** DATA FOR THIS EXERCISE **
╔══

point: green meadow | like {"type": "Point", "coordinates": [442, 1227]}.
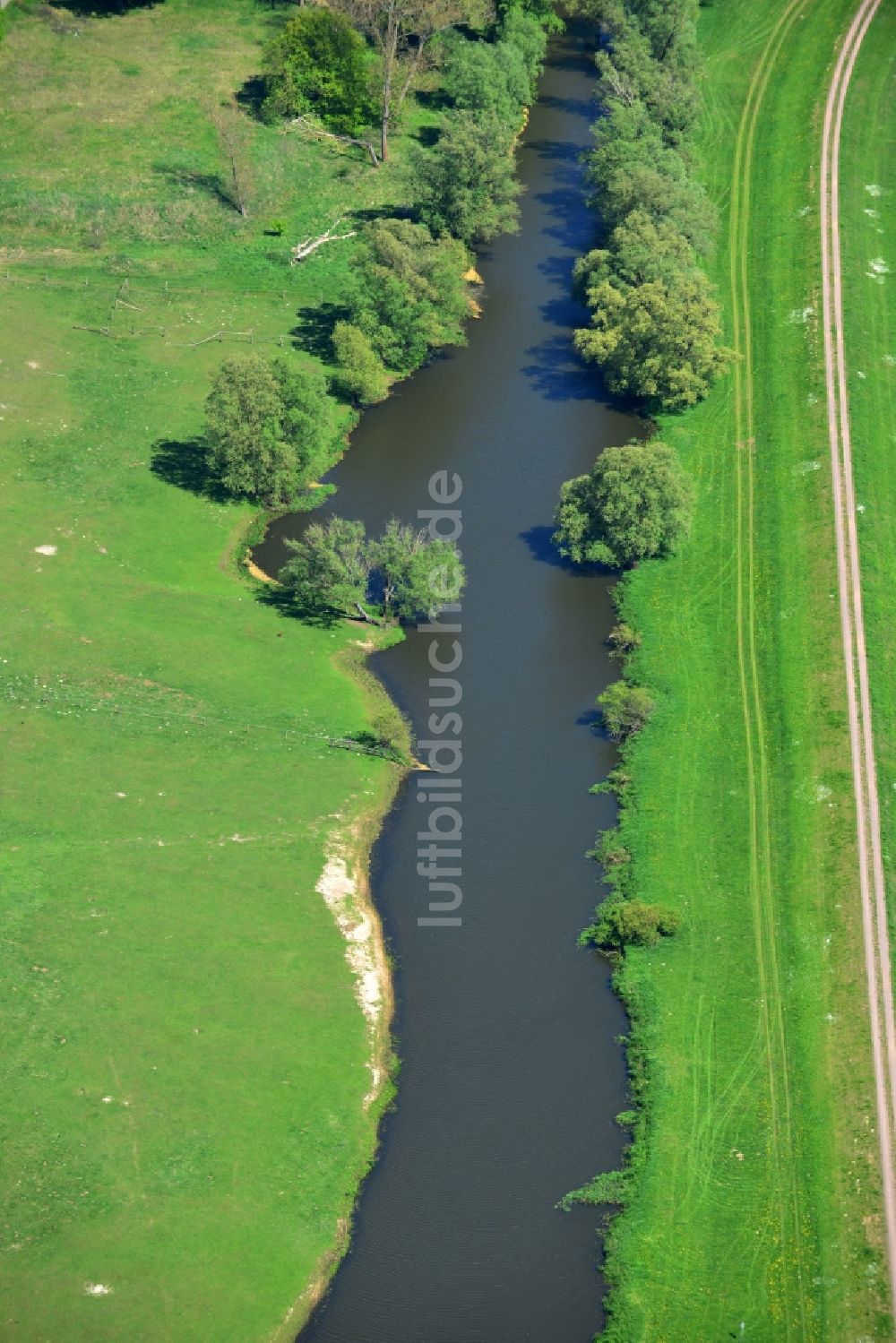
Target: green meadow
{"type": "Point", "coordinates": [185, 1058]}
{"type": "Point", "coordinates": [755, 1206]}
{"type": "Point", "coordinates": [868, 233]}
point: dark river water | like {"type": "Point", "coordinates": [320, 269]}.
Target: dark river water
{"type": "Point", "coordinates": [505, 1030]}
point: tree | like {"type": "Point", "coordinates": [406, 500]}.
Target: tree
{"type": "Point", "coordinates": [657, 341]}
{"type": "Point", "coordinates": [265, 423]}
{"type": "Point", "coordinates": [408, 295]}
{"type": "Point", "coordinates": [402, 31]}
{"type": "Point", "coordinates": [495, 78]}
{"type": "Point", "coordinates": [335, 571]}
{"type": "Point", "coordinates": [625, 708]}
{"type": "Point", "coordinates": [633, 168]}
{"type": "Point", "coordinates": [466, 185]}
{"type": "Point", "coordinates": [630, 70]}
{"type": "Point", "coordinates": [319, 64]}
{"type": "Point", "coordinates": [624, 641]}
{"type": "Point", "coordinates": [418, 572]}
{"type": "Point", "coordinates": [330, 568]}
{"type": "Point", "coordinates": [638, 250]}
{"type": "Point", "coordinates": [359, 374]}
{"type": "Point", "coordinates": [234, 137]}
{"type": "Point", "coordinates": [634, 504]}
{"type": "Point", "coordinates": [630, 923]}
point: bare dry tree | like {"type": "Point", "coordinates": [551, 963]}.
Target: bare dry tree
{"type": "Point", "coordinates": [402, 31]}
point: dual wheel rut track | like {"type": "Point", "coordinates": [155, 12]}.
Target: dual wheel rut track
{"type": "Point", "coordinates": [791, 1289]}
{"type": "Point", "coordinates": [871, 866]}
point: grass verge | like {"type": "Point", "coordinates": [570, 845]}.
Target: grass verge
{"type": "Point", "coordinates": [754, 1208]}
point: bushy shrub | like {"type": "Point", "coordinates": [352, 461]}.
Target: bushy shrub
{"type": "Point", "coordinates": [408, 296]}
{"type": "Point", "coordinates": [630, 923]}
{"type": "Point", "coordinates": [633, 504]}
{"type": "Point", "coordinates": [319, 64]}
{"type": "Point", "coordinates": [266, 426]}
{"type": "Point", "coordinates": [360, 376]}
{"type": "Point", "coordinates": [465, 185]}
{"type": "Point", "coordinates": [625, 708]}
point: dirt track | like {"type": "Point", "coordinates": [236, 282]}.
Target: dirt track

╚══

** STATED EXERCISE **
Update the lines that begin at the line containing "point: grass verge" and continue through the last line of the records. Change "bushy shrub" to "leafy shrub", keep everything else the same, and return only those lines.

** THE SOLUTION **
point: grass verge | like {"type": "Point", "coordinates": [570, 845]}.
Target: grass verge
{"type": "Point", "coordinates": [754, 1208]}
point: leafy shrub | like {"type": "Point", "coordinates": [352, 461]}.
Target: leafy shrub
{"type": "Point", "coordinates": [408, 296]}
{"type": "Point", "coordinates": [630, 923]}
{"type": "Point", "coordinates": [633, 504]}
{"type": "Point", "coordinates": [319, 64]}
{"type": "Point", "coordinates": [266, 426]}
{"type": "Point", "coordinates": [360, 376]}
{"type": "Point", "coordinates": [465, 185]}
{"type": "Point", "coordinates": [625, 708]}
point: dirt track | like {"type": "Point", "coordinates": [236, 282]}.
Target: dirt track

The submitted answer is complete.